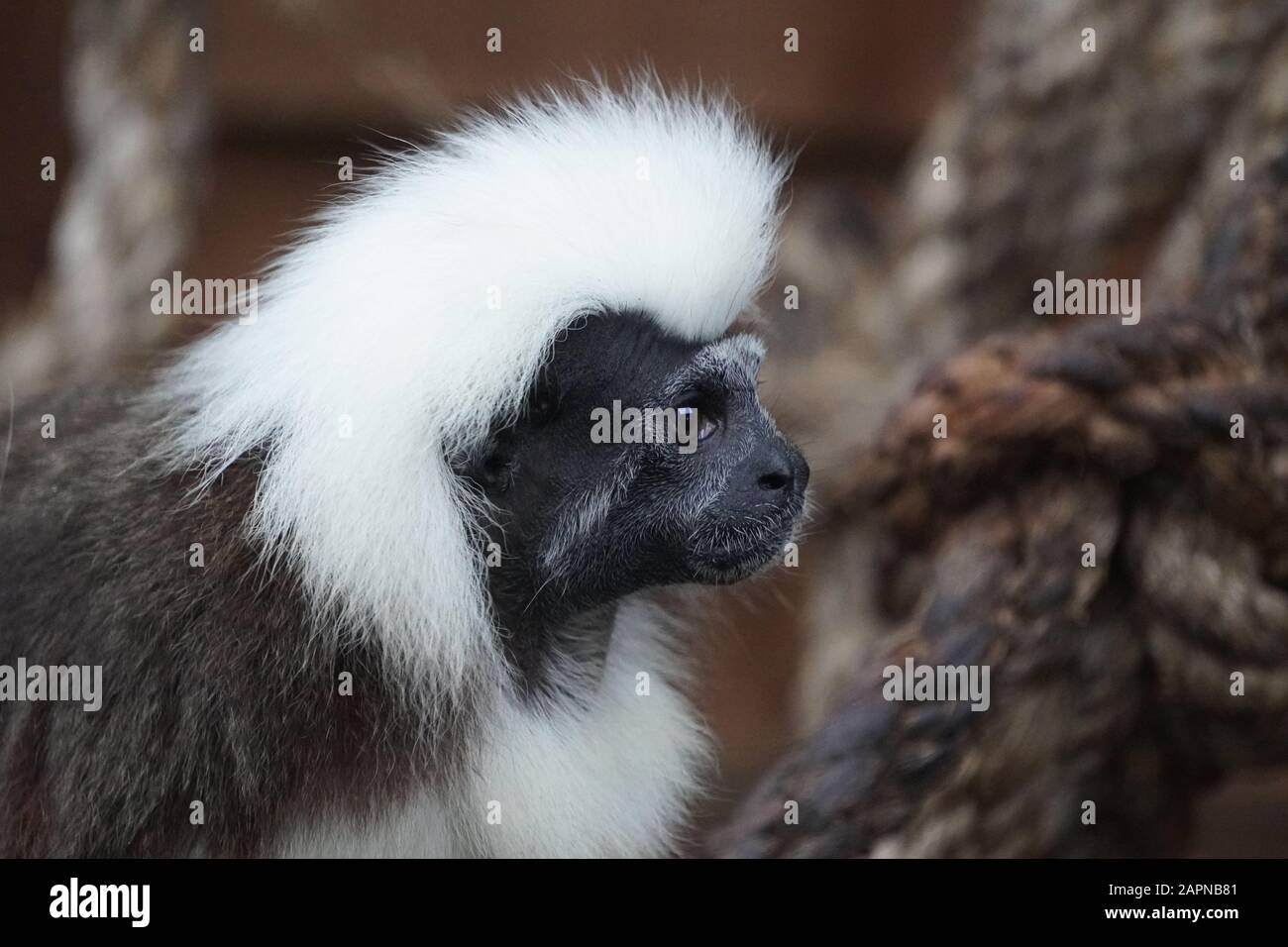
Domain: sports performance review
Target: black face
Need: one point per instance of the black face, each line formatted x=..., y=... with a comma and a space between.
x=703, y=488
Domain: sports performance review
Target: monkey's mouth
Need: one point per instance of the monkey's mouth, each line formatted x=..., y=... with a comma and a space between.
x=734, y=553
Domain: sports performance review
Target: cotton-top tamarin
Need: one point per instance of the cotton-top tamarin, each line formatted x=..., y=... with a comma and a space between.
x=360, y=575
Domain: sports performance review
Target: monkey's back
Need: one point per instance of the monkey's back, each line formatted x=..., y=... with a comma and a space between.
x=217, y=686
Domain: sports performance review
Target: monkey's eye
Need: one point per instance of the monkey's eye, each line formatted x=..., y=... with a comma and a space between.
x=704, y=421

○ ○ ○ ○ ○

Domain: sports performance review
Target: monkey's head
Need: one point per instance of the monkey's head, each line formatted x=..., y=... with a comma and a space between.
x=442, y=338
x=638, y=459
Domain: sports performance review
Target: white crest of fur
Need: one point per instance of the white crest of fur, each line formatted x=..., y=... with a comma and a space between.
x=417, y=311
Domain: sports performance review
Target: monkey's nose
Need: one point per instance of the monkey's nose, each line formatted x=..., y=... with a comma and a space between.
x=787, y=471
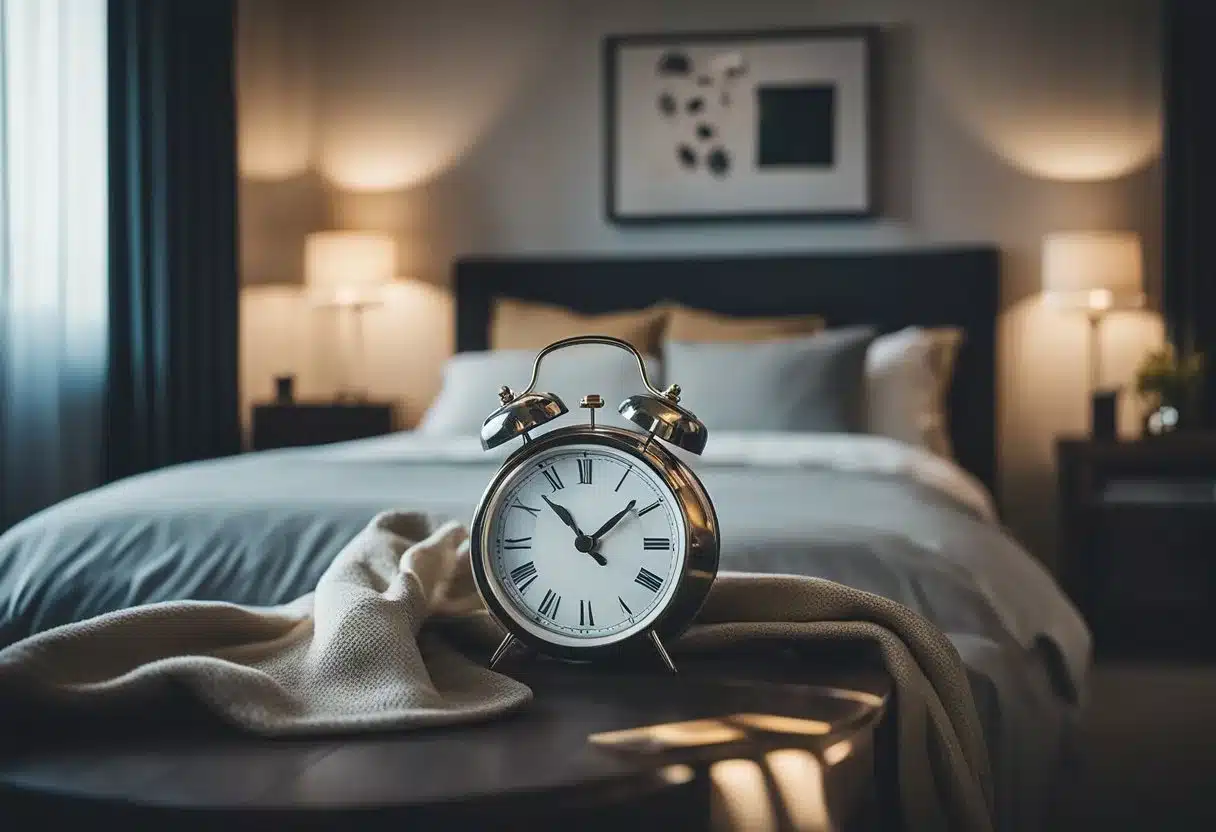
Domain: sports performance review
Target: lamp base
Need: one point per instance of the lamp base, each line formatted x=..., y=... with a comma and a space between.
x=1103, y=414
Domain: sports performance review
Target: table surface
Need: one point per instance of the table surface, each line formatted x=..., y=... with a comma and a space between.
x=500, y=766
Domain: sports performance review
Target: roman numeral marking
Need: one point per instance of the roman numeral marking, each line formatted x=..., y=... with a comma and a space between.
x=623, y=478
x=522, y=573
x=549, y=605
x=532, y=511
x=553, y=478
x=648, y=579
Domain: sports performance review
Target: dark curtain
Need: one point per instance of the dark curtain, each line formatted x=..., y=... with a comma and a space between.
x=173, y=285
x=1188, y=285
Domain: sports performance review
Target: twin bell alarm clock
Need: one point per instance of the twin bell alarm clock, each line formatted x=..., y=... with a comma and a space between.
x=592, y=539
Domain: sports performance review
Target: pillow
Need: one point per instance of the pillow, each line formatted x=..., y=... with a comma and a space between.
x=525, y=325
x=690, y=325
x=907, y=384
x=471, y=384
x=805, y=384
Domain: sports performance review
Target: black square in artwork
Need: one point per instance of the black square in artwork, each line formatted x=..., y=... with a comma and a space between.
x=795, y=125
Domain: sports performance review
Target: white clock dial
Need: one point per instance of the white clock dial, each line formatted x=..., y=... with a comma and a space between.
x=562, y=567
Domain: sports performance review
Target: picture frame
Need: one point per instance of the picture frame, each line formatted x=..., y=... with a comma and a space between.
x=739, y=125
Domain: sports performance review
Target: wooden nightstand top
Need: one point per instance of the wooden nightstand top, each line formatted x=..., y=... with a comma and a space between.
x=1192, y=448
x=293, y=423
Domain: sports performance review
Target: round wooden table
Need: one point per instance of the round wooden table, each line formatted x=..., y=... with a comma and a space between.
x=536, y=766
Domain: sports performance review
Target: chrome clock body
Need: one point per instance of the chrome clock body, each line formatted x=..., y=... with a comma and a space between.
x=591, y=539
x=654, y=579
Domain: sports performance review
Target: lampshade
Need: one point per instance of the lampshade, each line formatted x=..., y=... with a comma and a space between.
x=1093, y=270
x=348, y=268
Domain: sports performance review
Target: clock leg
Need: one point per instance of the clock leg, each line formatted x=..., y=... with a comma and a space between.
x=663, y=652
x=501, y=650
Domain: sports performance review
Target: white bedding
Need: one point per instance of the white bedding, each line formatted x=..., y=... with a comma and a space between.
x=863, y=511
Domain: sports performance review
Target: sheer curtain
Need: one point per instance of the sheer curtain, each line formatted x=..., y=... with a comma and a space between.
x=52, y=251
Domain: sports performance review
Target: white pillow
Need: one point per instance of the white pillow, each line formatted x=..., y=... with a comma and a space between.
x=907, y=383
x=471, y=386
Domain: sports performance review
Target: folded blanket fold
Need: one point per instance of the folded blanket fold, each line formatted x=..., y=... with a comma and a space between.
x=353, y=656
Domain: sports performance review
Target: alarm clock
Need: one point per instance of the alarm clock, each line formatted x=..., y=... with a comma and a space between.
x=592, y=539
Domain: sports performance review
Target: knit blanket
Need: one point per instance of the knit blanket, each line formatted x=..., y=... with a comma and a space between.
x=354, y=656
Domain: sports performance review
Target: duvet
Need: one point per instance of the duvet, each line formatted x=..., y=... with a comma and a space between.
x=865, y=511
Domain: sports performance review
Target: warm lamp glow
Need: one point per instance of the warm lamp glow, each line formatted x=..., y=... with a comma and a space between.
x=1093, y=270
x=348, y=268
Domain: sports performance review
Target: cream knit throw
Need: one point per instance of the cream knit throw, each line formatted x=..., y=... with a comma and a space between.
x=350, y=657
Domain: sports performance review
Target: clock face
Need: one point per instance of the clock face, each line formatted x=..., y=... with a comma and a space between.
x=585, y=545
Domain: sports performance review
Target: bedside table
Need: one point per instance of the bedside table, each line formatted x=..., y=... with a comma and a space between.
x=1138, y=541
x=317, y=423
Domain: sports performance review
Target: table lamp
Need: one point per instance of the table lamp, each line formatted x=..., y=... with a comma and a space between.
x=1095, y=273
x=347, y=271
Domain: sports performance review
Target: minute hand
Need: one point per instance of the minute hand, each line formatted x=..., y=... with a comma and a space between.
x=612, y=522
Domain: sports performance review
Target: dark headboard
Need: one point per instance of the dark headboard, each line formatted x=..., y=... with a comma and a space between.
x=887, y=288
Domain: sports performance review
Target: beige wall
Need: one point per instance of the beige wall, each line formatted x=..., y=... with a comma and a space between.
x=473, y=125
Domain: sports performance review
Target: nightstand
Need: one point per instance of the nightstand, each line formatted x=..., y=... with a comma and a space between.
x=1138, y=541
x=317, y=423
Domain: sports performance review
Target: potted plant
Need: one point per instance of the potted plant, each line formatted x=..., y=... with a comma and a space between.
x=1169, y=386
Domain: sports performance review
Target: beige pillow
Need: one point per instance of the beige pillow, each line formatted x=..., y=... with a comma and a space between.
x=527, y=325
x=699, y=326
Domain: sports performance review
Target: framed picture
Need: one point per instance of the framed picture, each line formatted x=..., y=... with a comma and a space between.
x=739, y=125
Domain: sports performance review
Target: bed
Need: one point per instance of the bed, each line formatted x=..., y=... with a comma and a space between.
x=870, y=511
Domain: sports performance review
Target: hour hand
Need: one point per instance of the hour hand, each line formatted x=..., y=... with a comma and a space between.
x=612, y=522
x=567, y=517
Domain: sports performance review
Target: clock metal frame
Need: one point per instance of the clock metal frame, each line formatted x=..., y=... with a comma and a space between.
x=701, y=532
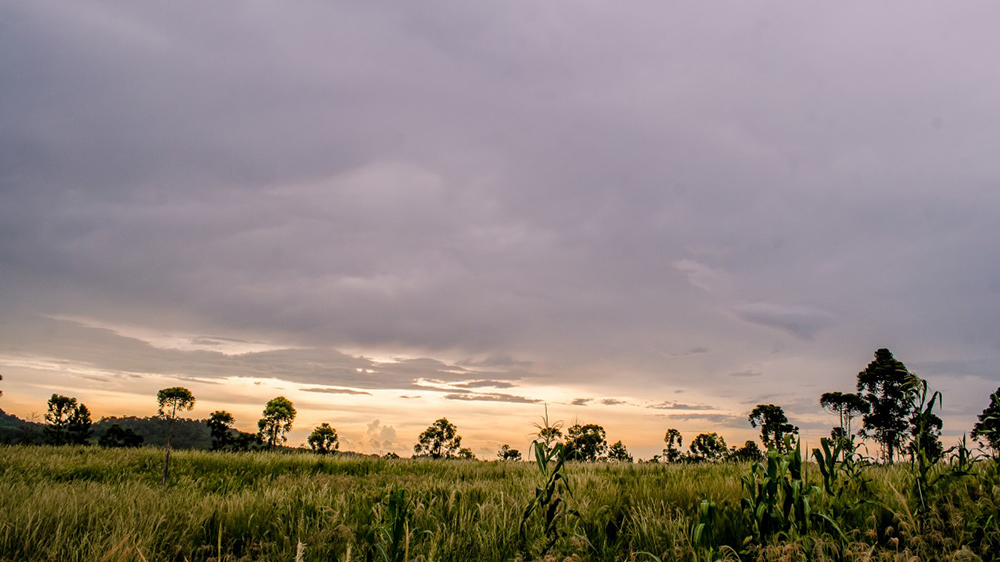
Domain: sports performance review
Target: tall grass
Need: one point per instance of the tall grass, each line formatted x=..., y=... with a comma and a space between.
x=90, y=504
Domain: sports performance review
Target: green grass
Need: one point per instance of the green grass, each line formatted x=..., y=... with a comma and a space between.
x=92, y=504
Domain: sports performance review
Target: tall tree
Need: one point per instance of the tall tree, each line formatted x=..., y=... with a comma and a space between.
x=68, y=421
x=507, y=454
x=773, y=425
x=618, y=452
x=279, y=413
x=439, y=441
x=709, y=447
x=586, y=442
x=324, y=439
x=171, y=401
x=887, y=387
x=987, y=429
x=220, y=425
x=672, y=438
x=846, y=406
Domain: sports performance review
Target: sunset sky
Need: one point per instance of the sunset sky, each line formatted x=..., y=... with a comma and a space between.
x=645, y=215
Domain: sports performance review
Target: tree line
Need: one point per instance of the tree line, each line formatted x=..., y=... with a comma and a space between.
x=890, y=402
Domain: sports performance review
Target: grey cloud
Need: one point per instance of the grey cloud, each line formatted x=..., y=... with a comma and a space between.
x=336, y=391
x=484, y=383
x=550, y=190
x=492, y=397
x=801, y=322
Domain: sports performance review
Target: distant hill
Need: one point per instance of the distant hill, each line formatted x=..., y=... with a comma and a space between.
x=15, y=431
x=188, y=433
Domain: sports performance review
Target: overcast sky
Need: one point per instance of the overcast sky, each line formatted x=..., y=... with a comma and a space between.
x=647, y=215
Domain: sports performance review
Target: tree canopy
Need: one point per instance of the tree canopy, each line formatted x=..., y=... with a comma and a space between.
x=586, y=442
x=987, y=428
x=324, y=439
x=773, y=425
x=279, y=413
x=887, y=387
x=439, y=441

○ ○ ○ ○ ○

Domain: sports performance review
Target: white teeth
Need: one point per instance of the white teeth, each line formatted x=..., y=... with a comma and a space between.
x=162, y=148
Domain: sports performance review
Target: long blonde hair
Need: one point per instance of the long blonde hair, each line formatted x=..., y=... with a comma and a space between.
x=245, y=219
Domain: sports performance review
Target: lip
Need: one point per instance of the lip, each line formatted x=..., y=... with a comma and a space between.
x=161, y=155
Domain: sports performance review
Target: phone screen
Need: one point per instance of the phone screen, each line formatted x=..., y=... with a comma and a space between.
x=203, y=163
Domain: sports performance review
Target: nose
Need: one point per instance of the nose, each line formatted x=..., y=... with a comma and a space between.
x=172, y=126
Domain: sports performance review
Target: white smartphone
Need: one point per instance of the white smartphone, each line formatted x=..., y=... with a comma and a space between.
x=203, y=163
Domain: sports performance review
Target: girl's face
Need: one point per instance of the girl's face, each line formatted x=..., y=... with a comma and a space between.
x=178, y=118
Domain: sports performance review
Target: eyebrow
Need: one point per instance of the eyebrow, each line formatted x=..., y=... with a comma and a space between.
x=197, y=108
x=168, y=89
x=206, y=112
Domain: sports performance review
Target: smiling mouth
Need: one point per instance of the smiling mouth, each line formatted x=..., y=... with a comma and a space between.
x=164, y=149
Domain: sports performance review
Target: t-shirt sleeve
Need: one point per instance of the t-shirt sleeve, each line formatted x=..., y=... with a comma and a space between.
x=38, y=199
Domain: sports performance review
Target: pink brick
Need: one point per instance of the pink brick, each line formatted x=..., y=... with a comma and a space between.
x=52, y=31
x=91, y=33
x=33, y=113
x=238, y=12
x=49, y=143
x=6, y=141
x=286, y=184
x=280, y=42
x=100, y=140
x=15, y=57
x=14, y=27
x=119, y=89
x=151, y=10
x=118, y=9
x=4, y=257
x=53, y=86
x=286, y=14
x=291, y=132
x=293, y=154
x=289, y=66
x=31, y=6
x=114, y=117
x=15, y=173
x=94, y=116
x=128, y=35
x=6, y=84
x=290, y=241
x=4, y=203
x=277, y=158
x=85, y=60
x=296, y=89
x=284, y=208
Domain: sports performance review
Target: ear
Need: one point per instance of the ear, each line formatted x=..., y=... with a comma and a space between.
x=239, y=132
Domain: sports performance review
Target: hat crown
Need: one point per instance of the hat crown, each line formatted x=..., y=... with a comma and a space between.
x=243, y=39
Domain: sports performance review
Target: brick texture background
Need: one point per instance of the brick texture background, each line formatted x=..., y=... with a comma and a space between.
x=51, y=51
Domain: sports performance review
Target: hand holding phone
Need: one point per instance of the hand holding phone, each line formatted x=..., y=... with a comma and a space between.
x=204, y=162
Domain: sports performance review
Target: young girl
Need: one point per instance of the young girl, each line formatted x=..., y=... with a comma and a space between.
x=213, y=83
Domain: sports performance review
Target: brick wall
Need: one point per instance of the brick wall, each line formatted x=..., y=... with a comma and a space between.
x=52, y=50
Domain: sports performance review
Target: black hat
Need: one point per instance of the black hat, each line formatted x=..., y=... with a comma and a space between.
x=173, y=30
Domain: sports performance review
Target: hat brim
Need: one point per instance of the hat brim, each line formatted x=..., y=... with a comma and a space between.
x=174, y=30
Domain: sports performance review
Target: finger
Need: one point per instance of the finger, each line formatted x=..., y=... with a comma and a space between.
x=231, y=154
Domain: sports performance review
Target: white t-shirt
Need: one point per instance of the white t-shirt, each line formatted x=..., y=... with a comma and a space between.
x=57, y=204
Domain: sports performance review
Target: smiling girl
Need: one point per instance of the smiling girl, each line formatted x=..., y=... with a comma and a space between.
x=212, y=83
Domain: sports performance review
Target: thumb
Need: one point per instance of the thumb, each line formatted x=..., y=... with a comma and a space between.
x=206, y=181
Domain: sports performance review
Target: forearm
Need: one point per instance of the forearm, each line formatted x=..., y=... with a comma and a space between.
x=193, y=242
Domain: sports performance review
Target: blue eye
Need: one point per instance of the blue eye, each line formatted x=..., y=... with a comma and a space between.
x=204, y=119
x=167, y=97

○ ○ ○ ○ ○

■ About this task
In the entries above, restate word for word the lines between the one holding "Target: tree line" and the one holding "Target: grey cloud", inclusive, and nothing besides.

■ Output below
Target: tree line
Need: one point per instance of the tree line, each line formatted x=..., y=... with a comma and a space between.
x=890, y=402
Domain: sports performance review
Target: grey cloud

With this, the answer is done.